=== EXERCISE DETAILS ===
From the data below, extract the lines word for word, beginning with the line that contains "the red painted" and continuing through the final line of the data, both included.

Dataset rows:
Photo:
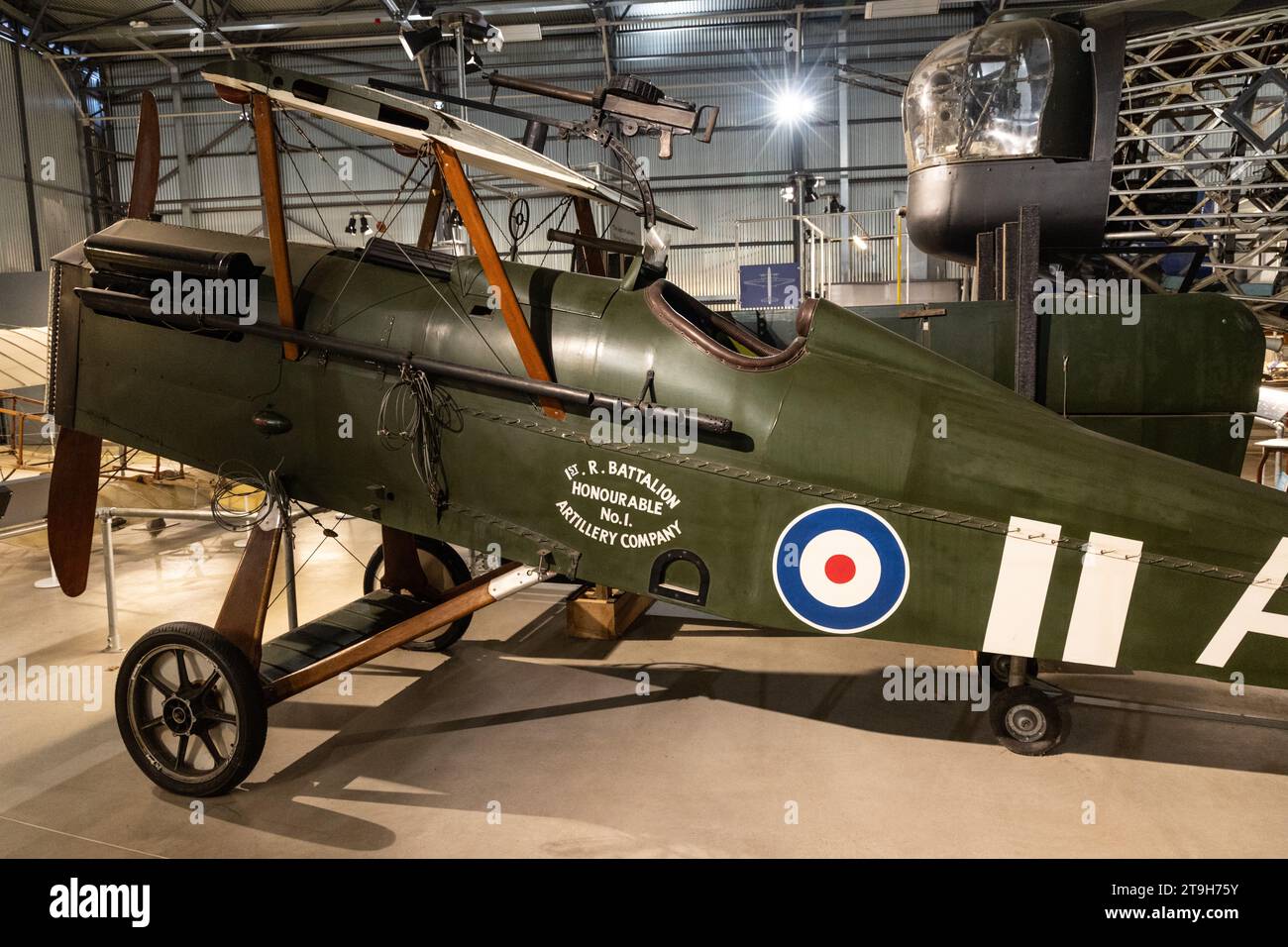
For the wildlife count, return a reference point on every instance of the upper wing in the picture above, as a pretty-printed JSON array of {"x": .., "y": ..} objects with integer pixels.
[{"x": 411, "y": 124}]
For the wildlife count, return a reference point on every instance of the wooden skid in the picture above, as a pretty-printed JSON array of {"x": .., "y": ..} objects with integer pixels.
[{"x": 464, "y": 599}]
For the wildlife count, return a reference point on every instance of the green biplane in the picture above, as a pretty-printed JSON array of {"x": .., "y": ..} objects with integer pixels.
[{"x": 618, "y": 432}]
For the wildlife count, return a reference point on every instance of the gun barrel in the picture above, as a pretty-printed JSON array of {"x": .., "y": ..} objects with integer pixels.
[{"x": 536, "y": 88}]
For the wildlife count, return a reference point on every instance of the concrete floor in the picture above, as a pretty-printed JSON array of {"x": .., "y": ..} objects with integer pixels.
[{"x": 741, "y": 724}]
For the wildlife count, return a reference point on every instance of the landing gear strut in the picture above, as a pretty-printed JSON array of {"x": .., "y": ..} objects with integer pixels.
[{"x": 1025, "y": 719}]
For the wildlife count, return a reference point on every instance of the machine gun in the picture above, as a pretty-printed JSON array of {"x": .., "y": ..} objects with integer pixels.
[{"x": 638, "y": 106}]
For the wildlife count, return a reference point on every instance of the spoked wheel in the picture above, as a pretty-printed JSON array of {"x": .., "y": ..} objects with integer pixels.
[
  {"x": 191, "y": 710},
  {"x": 1028, "y": 722},
  {"x": 445, "y": 569}
]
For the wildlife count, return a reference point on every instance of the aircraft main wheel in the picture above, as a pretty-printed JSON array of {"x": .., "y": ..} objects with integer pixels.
[
  {"x": 445, "y": 569},
  {"x": 1000, "y": 668},
  {"x": 191, "y": 710},
  {"x": 1028, "y": 722}
]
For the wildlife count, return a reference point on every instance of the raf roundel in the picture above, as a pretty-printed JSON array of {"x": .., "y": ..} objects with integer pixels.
[{"x": 840, "y": 569}]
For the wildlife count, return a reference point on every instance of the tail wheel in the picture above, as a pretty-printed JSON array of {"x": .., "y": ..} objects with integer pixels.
[
  {"x": 445, "y": 569},
  {"x": 1000, "y": 668},
  {"x": 191, "y": 710},
  {"x": 1028, "y": 722}
]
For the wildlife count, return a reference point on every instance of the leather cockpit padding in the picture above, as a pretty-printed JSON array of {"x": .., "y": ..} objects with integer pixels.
[{"x": 656, "y": 299}]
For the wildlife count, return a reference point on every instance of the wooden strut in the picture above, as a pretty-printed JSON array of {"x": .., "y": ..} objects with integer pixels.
[
  {"x": 590, "y": 256},
  {"x": 464, "y": 599},
  {"x": 241, "y": 618},
  {"x": 433, "y": 209},
  {"x": 403, "y": 571},
  {"x": 274, "y": 218},
  {"x": 494, "y": 272}
]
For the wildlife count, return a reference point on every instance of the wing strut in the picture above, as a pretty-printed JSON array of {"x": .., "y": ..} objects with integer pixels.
[
  {"x": 433, "y": 208},
  {"x": 468, "y": 208},
  {"x": 274, "y": 218},
  {"x": 590, "y": 256}
]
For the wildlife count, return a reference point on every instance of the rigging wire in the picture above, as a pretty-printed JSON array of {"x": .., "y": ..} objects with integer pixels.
[{"x": 412, "y": 414}]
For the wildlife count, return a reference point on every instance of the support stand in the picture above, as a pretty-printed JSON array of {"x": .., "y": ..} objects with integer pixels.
[{"x": 601, "y": 613}]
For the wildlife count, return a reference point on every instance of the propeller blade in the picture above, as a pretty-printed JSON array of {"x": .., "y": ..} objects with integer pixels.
[
  {"x": 72, "y": 499},
  {"x": 147, "y": 161}
]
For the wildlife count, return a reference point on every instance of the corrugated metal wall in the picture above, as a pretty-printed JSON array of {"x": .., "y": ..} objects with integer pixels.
[
  {"x": 56, "y": 163},
  {"x": 738, "y": 65},
  {"x": 14, "y": 222}
]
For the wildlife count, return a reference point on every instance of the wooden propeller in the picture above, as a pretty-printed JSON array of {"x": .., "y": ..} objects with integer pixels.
[
  {"x": 73, "y": 483},
  {"x": 147, "y": 161},
  {"x": 72, "y": 497}
]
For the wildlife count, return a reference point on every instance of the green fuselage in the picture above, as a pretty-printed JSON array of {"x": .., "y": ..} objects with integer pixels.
[{"x": 861, "y": 419}]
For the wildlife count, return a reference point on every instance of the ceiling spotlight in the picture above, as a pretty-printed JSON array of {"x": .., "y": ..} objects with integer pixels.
[
  {"x": 793, "y": 106},
  {"x": 416, "y": 42}
]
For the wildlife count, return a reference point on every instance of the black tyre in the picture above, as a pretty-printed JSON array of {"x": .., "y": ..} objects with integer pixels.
[
  {"x": 1028, "y": 722},
  {"x": 445, "y": 569},
  {"x": 1000, "y": 668},
  {"x": 191, "y": 710}
]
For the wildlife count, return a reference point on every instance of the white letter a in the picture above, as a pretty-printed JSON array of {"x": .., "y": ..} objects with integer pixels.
[{"x": 1249, "y": 613}]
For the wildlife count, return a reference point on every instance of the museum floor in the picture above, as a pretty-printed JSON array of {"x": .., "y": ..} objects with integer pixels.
[{"x": 741, "y": 723}]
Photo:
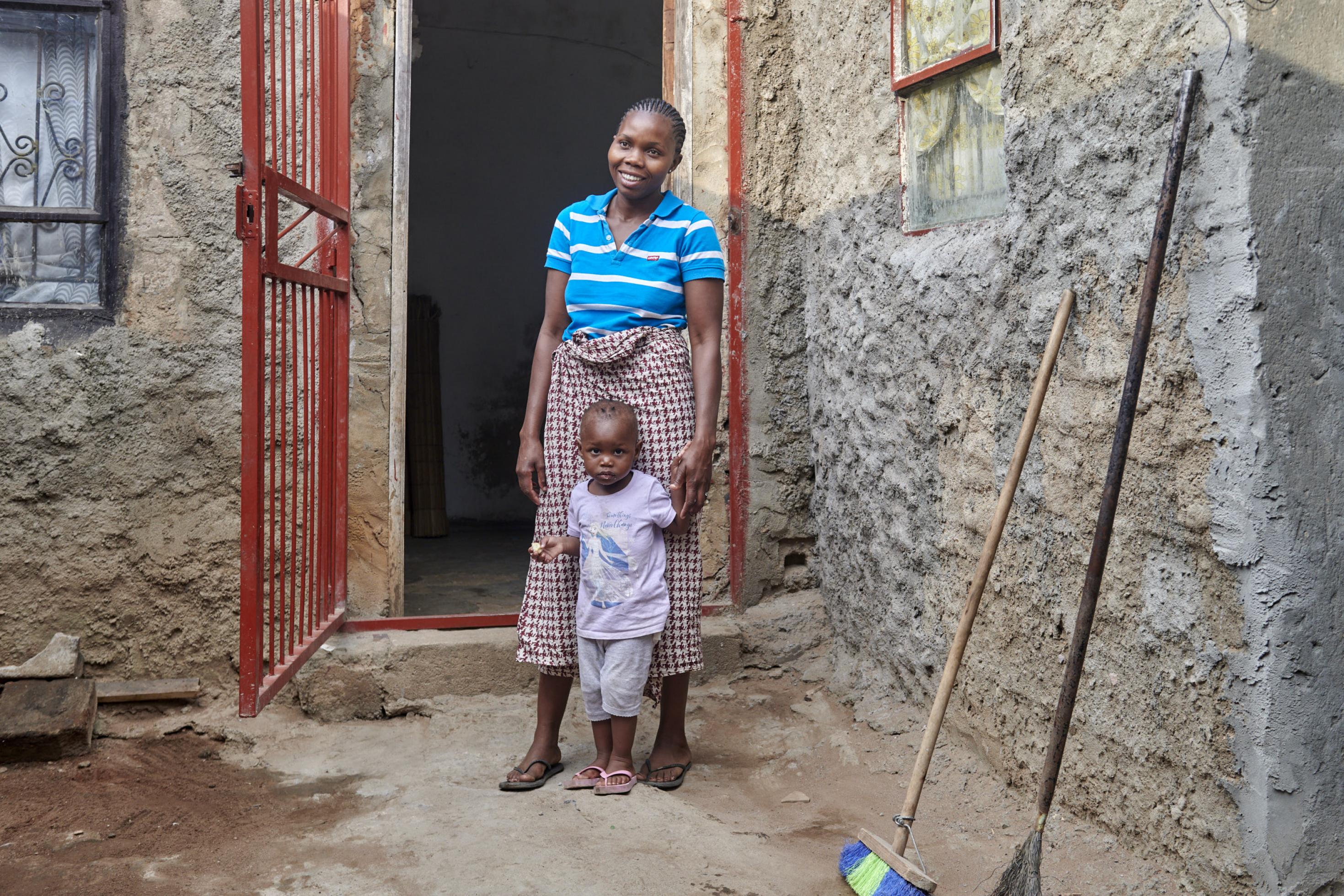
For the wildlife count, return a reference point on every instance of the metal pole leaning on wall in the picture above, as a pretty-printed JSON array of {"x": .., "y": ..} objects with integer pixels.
[{"x": 1023, "y": 875}]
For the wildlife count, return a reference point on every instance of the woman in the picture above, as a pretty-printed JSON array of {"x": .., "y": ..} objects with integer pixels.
[{"x": 628, "y": 272}]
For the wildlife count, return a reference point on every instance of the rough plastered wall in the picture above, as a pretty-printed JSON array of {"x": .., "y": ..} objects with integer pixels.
[
  {"x": 916, "y": 355},
  {"x": 374, "y": 573},
  {"x": 119, "y": 444}
]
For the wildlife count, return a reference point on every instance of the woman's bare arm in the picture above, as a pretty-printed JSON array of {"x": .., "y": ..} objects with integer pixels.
[
  {"x": 694, "y": 465},
  {"x": 531, "y": 458}
]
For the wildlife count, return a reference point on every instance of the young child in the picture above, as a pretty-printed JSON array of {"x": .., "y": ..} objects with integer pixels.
[{"x": 617, "y": 519}]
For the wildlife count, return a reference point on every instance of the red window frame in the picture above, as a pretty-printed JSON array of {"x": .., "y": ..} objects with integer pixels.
[{"x": 904, "y": 82}]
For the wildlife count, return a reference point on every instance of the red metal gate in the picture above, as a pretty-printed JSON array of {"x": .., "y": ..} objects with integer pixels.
[{"x": 294, "y": 221}]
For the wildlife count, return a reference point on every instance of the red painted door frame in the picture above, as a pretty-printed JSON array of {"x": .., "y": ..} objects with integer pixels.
[{"x": 738, "y": 467}]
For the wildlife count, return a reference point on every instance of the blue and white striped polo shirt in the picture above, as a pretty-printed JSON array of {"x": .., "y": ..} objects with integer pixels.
[{"x": 639, "y": 284}]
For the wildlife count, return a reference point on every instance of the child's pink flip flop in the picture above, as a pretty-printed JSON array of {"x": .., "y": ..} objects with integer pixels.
[
  {"x": 604, "y": 789},
  {"x": 584, "y": 783}
]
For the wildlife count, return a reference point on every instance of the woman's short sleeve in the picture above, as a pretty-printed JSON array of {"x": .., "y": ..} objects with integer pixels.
[
  {"x": 558, "y": 250},
  {"x": 701, "y": 254}
]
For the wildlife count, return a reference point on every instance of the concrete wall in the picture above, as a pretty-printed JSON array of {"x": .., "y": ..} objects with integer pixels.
[
  {"x": 1277, "y": 480},
  {"x": 1217, "y": 637},
  {"x": 514, "y": 109},
  {"x": 119, "y": 444}
]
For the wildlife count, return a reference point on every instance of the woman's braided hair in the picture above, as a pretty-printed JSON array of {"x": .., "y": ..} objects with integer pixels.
[{"x": 666, "y": 109}]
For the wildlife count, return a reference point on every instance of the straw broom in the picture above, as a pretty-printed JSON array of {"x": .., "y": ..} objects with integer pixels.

=== WORKED ANSWER ===
For the wildlife count, return a reference point on every instance of the red painted door frame in the picture above, as a pretty-printed JSON array of {"x": .., "y": ..} objects with integer pixels.
[{"x": 738, "y": 467}]
For the wildlife count, return a reference point on every instance of the blue and white striped polo shirt in the picture above, as a pretty-printed JSON array of {"x": .., "y": ..} objects with integer pixels.
[{"x": 639, "y": 284}]
For the wildlife count, return a reference point on every instance of the child's pink flip flop in the picture above, as a pretty-printed JSON array of {"x": .., "y": ..} objects with integer pixels.
[
  {"x": 604, "y": 789},
  {"x": 584, "y": 783}
]
For the wildlife count, return a reference point on every instance of the woman's short sleeve in the picture above, as a pretty-printed JSON array of {"x": .., "y": ..} objects with integer pixels.
[
  {"x": 558, "y": 250},
  {"x": 701, "y": 254}
]
For the wildlife count, return a reference point on every instance of the concrete wall in the picture above, as a pretty-printed JSON array of {"x": .., "y": ..} objects with integer pixels.
[
  {"x": 1277, "y": 480},
  {"x": 1217, "y": 637},
  {"x": 514, "y": 109},
  {"x": 119, "y": 444}
]
For the wildlife count, return a reference point on every instance of the woman's braided hair in the picture above, as a pretty-printed JSON array of {"x": .., "y": ..} objects with integer pixels.
[{"x": 666, "y": 109}]
For the wildlife count, return a reference point on every instance of the straw broom in the picture above, as a pretty-printed JSON array of {"x": .., "y": ..} objects with integer pixels.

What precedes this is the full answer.